__Set task__:
Reproduce everything from the line containing "In this exercise you will tag the chamois" down to the end of the data, shifting every coordinate in the answers up by 22 and leaving all other lines unchanged.

--- begin Provided material ---

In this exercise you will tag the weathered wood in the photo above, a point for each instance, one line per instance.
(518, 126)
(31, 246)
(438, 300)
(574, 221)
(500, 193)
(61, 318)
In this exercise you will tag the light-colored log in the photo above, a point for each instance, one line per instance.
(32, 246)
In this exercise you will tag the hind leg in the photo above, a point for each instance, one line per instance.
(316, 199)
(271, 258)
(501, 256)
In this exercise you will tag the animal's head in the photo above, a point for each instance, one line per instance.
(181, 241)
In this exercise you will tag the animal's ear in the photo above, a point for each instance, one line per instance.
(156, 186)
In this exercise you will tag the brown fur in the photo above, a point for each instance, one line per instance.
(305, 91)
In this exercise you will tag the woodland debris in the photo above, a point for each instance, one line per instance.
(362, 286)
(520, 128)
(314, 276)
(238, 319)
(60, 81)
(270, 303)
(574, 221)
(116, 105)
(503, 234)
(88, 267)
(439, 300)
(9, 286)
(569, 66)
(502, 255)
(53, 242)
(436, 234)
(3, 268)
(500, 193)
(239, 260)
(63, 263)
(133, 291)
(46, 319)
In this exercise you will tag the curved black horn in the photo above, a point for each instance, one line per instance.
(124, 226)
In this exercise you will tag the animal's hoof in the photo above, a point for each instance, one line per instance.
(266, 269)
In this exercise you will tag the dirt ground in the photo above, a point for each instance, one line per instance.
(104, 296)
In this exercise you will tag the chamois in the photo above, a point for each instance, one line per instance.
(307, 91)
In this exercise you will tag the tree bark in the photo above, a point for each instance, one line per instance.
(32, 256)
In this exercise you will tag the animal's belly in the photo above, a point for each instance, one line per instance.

--- end Provided material ---

__Complete answer__:
In this exercise you will tag the chamois in the photo above, a point for each instance, one line per instance.
(329, 113)
In this exercise you will tag the tree bark in the photo above, a point for each instance, one line per instance.
(54, 278)
In this exercise you will tag the animal's belly in the photo above, a point for each instance, one line per instance.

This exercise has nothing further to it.